Problem statement: Count the lines in the listing below that contain the word "counter", and reply with that number alone.

****************************************

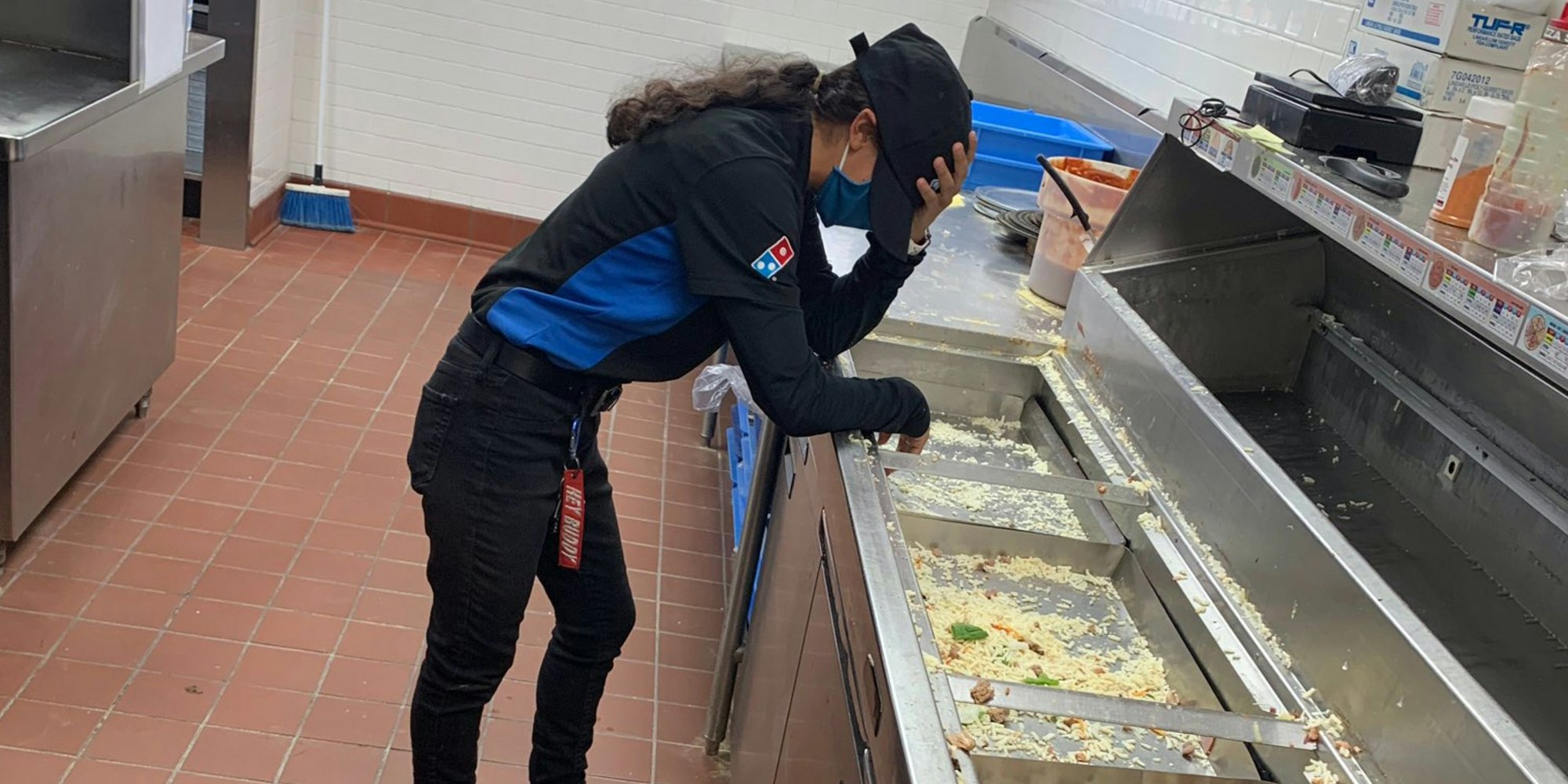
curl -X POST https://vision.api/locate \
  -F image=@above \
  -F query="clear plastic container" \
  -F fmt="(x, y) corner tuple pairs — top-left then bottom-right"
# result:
(1029, 157), (1138, 306)
(1432, 96), (1513, 229)
(1469, 11), (1568, 252)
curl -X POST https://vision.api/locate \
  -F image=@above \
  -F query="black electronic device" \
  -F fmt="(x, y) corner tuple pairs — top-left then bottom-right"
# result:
(1242, 82), (1422, 166)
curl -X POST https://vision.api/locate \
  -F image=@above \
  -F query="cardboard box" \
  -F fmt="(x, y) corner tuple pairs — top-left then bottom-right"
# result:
(1414, 111), (1465, 169)
(1356, 0), (1546, 71)
(1345, 30), (1524, 114)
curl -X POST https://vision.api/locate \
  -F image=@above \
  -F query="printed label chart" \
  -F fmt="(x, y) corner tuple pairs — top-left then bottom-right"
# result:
(1193, 122), (1237, 171)
(1427, 262), (1527, 342)
(1350, 215), (1432, 284)
(1516, 307), (1568, 376)
(1253, 152), (1295, 199)
(1290, 177), (1356, 238)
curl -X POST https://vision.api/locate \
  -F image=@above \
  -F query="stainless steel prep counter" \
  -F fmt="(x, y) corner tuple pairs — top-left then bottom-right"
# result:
(731, 114), (1568, 784)
(0, 34), (223, 555)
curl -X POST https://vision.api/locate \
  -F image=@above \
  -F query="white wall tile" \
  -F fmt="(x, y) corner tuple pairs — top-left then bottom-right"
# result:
(251, 0), (299, 205)
(988, 0), (1356, 111)
(279, 0), (988, 218)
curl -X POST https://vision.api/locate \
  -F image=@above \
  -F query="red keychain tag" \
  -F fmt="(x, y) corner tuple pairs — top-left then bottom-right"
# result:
(558, 469), (585, 569)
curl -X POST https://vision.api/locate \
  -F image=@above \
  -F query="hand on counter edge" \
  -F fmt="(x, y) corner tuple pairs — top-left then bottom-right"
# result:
(877, 430), (931, 477)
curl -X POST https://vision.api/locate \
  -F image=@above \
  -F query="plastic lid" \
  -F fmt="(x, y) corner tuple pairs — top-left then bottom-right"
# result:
(1465, 96), (1513, 125)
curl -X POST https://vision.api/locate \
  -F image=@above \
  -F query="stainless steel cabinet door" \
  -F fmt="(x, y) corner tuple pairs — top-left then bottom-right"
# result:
(773, 569), (861, 784)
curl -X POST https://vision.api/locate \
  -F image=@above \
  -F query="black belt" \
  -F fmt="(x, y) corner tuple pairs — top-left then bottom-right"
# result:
(458, 315), (621, 416)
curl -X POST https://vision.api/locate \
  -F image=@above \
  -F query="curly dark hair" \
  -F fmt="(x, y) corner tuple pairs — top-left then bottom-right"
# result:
(605, 55), (872, 147)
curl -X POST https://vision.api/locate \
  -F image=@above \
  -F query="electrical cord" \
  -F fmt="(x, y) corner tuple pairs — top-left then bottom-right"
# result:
(1176, 99), (1254, 147)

****************************************

Result of this exercise: 2